#### Work required
Please write out all of the items below word for word, without changing anything.

(Records excerpted from a collection)

━━━━━━━━

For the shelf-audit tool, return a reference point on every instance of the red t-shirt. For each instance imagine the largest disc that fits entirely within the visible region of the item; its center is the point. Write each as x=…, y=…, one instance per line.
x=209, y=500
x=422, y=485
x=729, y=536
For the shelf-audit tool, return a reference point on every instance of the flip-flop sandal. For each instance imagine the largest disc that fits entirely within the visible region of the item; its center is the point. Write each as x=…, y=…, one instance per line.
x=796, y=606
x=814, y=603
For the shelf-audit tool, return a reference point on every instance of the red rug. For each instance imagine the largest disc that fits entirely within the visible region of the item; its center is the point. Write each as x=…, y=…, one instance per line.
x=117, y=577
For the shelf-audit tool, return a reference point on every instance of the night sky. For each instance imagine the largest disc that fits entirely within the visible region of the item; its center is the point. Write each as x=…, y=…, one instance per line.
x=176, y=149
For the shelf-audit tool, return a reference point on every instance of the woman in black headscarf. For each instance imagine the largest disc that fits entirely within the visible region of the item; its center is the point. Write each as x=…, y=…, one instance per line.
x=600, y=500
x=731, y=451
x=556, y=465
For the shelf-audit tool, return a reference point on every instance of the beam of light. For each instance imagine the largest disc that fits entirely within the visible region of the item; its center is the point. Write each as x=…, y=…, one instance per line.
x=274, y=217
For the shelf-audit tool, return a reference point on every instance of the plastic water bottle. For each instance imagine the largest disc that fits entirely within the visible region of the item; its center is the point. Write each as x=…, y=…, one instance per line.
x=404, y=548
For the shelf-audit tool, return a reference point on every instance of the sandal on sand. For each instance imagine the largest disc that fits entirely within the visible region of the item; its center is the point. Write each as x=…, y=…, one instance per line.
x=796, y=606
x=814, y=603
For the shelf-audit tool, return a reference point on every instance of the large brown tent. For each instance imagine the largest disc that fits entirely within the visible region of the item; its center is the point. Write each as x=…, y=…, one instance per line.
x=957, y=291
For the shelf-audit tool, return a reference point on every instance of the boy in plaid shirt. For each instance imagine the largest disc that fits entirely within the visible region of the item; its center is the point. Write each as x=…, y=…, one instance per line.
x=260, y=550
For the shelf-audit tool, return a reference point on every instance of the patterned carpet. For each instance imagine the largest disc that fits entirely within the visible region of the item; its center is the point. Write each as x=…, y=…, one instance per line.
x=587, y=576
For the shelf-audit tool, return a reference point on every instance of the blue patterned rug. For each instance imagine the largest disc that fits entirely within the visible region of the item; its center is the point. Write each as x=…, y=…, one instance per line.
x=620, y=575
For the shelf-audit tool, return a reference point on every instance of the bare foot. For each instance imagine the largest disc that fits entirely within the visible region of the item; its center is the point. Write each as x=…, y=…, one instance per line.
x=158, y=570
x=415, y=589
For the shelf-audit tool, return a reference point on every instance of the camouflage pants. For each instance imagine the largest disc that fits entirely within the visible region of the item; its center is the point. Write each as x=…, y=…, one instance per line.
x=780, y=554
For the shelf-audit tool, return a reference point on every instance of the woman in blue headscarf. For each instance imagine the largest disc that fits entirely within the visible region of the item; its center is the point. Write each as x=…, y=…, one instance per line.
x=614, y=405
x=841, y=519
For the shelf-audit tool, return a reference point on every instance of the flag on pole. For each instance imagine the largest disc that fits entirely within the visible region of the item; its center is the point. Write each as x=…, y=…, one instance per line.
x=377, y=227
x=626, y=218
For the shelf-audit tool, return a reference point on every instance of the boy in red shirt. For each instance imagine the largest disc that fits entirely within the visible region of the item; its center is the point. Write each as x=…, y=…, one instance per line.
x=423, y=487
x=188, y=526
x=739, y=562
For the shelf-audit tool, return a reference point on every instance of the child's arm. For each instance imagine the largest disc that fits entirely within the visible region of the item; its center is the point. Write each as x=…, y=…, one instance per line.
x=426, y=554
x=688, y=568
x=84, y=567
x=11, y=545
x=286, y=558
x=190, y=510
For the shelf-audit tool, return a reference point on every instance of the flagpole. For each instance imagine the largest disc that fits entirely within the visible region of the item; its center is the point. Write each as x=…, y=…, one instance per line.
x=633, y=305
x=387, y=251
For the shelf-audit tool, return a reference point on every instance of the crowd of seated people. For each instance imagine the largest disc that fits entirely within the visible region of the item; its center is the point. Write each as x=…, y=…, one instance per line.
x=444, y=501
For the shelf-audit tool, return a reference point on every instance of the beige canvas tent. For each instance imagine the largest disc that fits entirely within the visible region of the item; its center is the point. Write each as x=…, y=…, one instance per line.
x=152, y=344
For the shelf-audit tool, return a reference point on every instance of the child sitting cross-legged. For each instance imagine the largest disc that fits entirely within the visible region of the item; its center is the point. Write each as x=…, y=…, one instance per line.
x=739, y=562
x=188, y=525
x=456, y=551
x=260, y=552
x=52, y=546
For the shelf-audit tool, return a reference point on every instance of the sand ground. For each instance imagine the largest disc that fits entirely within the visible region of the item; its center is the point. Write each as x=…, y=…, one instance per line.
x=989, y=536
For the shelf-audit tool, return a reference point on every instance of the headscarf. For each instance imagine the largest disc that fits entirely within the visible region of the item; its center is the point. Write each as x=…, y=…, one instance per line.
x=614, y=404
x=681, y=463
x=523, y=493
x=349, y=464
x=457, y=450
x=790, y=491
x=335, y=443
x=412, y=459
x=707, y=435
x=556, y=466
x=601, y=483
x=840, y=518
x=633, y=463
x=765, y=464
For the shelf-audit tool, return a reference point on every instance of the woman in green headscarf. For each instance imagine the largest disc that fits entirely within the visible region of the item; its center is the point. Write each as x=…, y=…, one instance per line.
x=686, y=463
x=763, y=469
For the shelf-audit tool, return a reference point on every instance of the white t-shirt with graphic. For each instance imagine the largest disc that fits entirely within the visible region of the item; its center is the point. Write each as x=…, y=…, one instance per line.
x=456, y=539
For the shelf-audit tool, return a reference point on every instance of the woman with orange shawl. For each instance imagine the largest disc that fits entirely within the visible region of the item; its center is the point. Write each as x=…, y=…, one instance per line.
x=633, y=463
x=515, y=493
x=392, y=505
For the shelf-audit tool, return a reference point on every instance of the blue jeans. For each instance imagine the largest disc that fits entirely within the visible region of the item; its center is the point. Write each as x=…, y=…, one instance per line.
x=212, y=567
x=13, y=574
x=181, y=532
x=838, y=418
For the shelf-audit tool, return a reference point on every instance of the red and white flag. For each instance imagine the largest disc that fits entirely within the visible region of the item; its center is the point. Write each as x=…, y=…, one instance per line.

━━━━━━━━

#### The result
For the shelf-audit tool, return a reference point on every instance of the red t-shirt. For each instance imagine the largest disc that fits entirely within the visible region of the item; its center is the point. Write each as x=…, y=…, one instance per line.
x=209, y=500
x=422, y=485
x=729, y=536
For the shelf-audit tool, return a reference point on every instance of the flip-flop sandal. For each instance imagine the largest disc that fits entirely within the visible region of the item; its center is the point. Write each as x=…, y=…, one instance per line.
x=796, y=606
x=814, y=603
For the shelf-audit tool, return a reference point on every instance of the red rug. For each instance imagine the largest disc that fits entirely within the visible region of the item; its center is the point. Write each as x=…, y=…, one instance per line.
x=117, y=577
For the shelf-audit tool, return a reference point on every instance of the night sky. For each instance imagine the largest disc that fits entirely within the visible region of the item; its center is the point. Write each as x=…, y=…, one instance per line.
x=176, y=149
For the shelf-audit tool, return a reference point on every instance of the woman in black headscarf. For each instance imagine the largest disc that fits entirely within the visible region of the item; its center is the point. Write each as x=…, y=…, one instance per line.
x=600, y=500
x=731, y=451
x=556, y=465
For the shelf-audit tool, return a reference point on every instance of the beam of light. For each instance imagine the largest disc that fits entirely within the visible region of the item; its center is the point. Write each as x=…, y=…, one instance per line.
x=274, y=217
For the shelf-audit tool, return a reference point on every instance of the plastic water bottle. For each instance imagine the largest disc that fits entirely within the visible region of the item; its center is the point. Write each as x=…, y=…, one instance per line.
x=404, y=548
For the shelf-audit tool, return a reference point on every instance of the sandal on sand. For each instance imagine the largest disc that fits entirely within the visible region of the item; its center is the point. Write each as x=…, y=…, one instance per line.
x=796, y=606
x=814, y=603
For the shelf-audit tool, return a reference point on every instance of the large brown tent. For each instance imagine the largest disc that fits entirely within the visible region of the item; its center is the point. Write each as x=…, y=…, one instance per line.
x=957, y=291
For the shelf-audit tool, return a reference point on every instance of the boy in plaid shirt. For each instance imagine the largest disc that fits entirely within the visible region of the item; its center is the point. Write each as x=…, y=…, one instance per line.
x=260, y=550
For the shelf-audit tool, return a reference point on every instance of the patterned carpet. For each instance imagine the largest disc that fits entirely within the visible region of the item; its center is the point. Write each as x=…, y=…, one instance per line.
x=587, y=576
For the shelf-audit tool, return a reference point on every instance of the blue patterned rug. For each instance imagine the largest disc that fits entirely within the visible region of the item; its center is the point. Write each as x=…, y=…, one instance per line.
x=620, y=575
For the shelf-audit tool, return a reference point on every instance of the bare foot. For each instance imagine the largest disc that fits entirely within the visible region of the item; its center is the point. Write each as x=…, y=…, one instance per line.
x=158, y=570
x=415, y=589
For the shelf-audit tool, return a reference point on every instance of the camouflage pants. For each instance imagine the largest disc that fits entirely within the visible region of the item; its center is the point. Write each as x=…, y=…, one instance per line.
x=780, y=554
For the shelf-audit tool, return a reference point on every instance of the woman in blue headscarf. For each instance imagine the largest disc that fits entirely within the visible region of the item; its center is the point. Write each as x=…, y=…, one instance per line.
x=614, y=405
x=841, y=519
For the shelf-audit tool, return a reference point on every instance of the flag on pole. For each instance imagine the largest disc that fits entirely within the visible region of the item; its center is the point. Write each as x=…, y=…, one instance per line.
x=377, y=227
x=626, y=218
For the shelf-audit tool, return a reference point on every instance of the boy in red shirt. For each instance imagine the largest disc that fits entirely within the visible region of the item; its center is the point. Write each as x=…, y=…, one instance per line.
x=423, y=487
x=188, y=526
x=739, y=562
For the shelf-audit tool, return a reference point on every instance of the child's arm. For each instance imagine the largest disc that fits entirely within the visible region of the item; its center is the point. Write each as x=…, y=…, one instance per line.
x=426, y=554
x=688, y=568
x=84, y=567
x=11, y=545
x=286, y=558
x=190, y=510
For the shelf-audit tool, return a reference point on every instance of the flagpole. For each instance imagine the largest disc that fits entirely within the visible region of the item; its center is the point. Write each as x=…, y=…, one instance per line.
x=633, y=305
x=387, y=251
For the shelf-audit tool, return a reference point on every instance of the crowd of seated people. For each instance imagine the largest disc that fits entirely within the visible region of the item; its center is the point. Write each as x=…, y=…, one instance per line.
x=444, y=501
For the shelf-audit tool, return a reference point on every instance of the beige canvas tent. For each instance imagine the largest disc that fits entirely within the visible region of the item; its center is the point. Write each as x=…, y=…, one instance per line.
x=152, y=344
For the shelf-audit tool, return a reference point on every instance of the child sitting cross-legged. For each instance imagine the largest disc that fits entirely within the visible region of the item; its center is the point. Write each as x=…, y=…, one instance per line.
x=739, y=562
x=188, y=525
x=456, y=551
x=260, y=552
x=52, y=546
For the shelf-audit tool, return a reference point on every instance of the sand ground. For each instance imagine the largest disc that fits entirely within the visible region of the item; its center is the point. Write each as x=…, y=…, one instance per line.
x=989, y=536
For the shelf-audit tool, return a reference point on every instance of the headscarf. For each instance imagine the largest disc that fits entirely within the visible region of the item; its center is the point. Write each as x=…, y=…, one instance per line.
x=614, y=404
x=681, y=463
x=523, y=493
x=349, y=464
x=457, y=450
x=790, y=491
x=335, y=443
x=412, y=459
x=707, y=435
x=556, y=466
x=601, y=483
x=840, y=518
x=633, y=463
x=765, y=464
For the shelf-audit tool, return a reference point on every instance of the woman in green headscarf. For each instance imagine the largest disc that fits entirely within the visible region of the item; its center is the point. Write each as x=…, y=…, one instance per line.
x=686, y=463
x=763, y=469
For the shelf-audit tool, return a reference point on every instance of the white t-shirt with graphic. For each instance imagine the largest disc that fits entirely within the visible region of the item; its center is the point. Write each as x=…, y=…, one instance per line.
x=456, y=539
For the shelf-audit tool, return a reference point on every instance of the woman with orange shawl. For each instance imagine the largest disc that fits entirely within the visible region of the item; its center is the point. Write each as x=…, y=…, one instance per line.
x=633, y=463
x=515, y=493
x=392, y=505
For the shelf-audit tool, return a reference point on every instance of the blue jeans. For each instance imagine the largest disc that fits entirely within the visible region of the item; its center is the point. Write each as x=…, y=…, one instance per line.
x=212, y=567
x=13, y=574
x=181, y=532
x=838, y=418
For the shelf-audit tool, return a reference point on every instance of the red and white flag. For each instance imagine the largest disc that fits entirely within the visible region of the item; its center is the point. Write each as x=…, y=…, one instance per line.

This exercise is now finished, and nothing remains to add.